● **PASSAGE SHOWN**
********************
Sunday, February 10, 2013

Week 6: What is Web 2.0?

Image from Website Boston.

What is Web 2.0.

A general background to web 2.0

Some key terms we will discuss during this  session:
★web 2.0
★network as platform

Required Readings: Tim O'Reilly, “What is Web 2.0?Michael Wesch, “The Machine is Us/ing Us

Although not a required reading, you might be interested in this recent article:

What was Web 2.0? Versions as the dominant mode of internet history by Matthew Allen. You can access it via our library.


    1. Q1. How have new media technologies resulted in a more participatory media culture? Give examples of audience participation and contrast with other theories of the role of the audience.

      In “What is Web 2.0” Tim O’Reilly’s key insight was that Web 2.0 was a platform on which companies like Google, Amazon, EBay and Wikipedia were creating value through a community of connected users. Five years later in a follow up “Web Squared: Web 2.0 Five Years on” new platforms including YouTube, Facebook and Twitter demonstrate the same insight in new ways “Web 2.0 is all about harnessing collective intelligence”( Prior to the internet and Web 2.0 the classic managed media environment, with its traditionally passive audience, is described by Clay Shirky in “Here Comes Everyone” as “filter and then publish” – but with the media ecology of Web 2.0 now anyone can publish and the job of the audience is to filter. The audience continues to be participatory as there are increasingly more options to do so on-- Pinterest, Instagram and the one Sylvia mentioned in her podcast – “Path” which I’d never heard of until then :-)

      Clay Shirky was the keynote speaker in December 2012 at the LinkedIn Marketing Solutions conference where he appropriately delivered his keynote on “The End of the Audience” as a result of the new and improving platforms ( Shirky always uses powerful examples to reinforce his points and engage his audience. I highly recommend viewing this video for its excellent examples of audience participation for collective intelligence. His talk really reinforces the human element that is introduced into today’s new media environment within which we produce, consume and share information. His examples demonstrate that even our commercial business environment is not quite as transactional as we might have thought – he refers to a “platform of human engagement” that Amazon has been successful with and uses the 6,021st review of the original Harry Potter book on their site as an example – where a book published last century still continues to be commented on. Amazon understands that adding value doesn’t necessarily need to involve a sale, but rather a participatory platform for their consumers to express themselves and engage as human beings. The new participatory audience is explained with the “Horowitz triangle” theory, a theory is also reinforced in the paper (R-)eDiscovering the Audience (p. 872) which finds that when you give people an opportunity to participate and not treat them not just as a passive audience that about 1% will dive in with social media tools and write or produce something – an about 10 times more people will “play along” by commenting, voting or responding and 10 times more than that will just read, watch or “lurk”.
********************
● **LISTED RECORDS**
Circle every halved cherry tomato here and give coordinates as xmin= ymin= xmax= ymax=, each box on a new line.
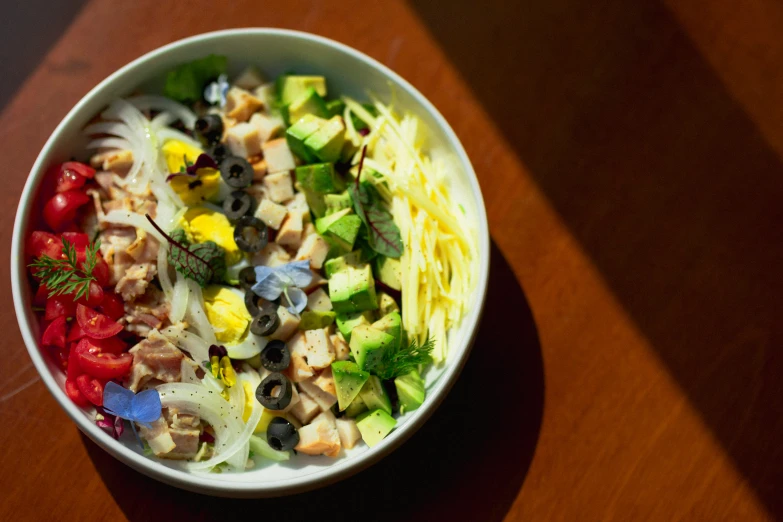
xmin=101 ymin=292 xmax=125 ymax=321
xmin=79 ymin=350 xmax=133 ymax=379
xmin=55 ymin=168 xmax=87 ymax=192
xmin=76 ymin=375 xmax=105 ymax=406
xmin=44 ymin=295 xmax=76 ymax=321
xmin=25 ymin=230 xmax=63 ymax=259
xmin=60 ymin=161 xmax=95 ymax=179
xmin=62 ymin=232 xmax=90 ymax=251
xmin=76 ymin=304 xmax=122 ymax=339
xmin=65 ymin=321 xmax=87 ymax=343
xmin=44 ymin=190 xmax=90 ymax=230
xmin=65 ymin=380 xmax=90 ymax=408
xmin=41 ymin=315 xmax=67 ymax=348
********************
● **INSTRUCTION A**
According to the Web 2.0 post, at what event was Clay Shirky the keynote speaker in December 2012?
● **INSTRUCTION B**
How many lines of the listing contain the string "here"? Case counts. Reply with the number alone.
The Web 2.0 post and the listing are unrelated material.

● **WRITTEN SOLUTION A**
The LinkedIn Marketing Solutions conference.

● **WRITTEN SOLUTION B**
1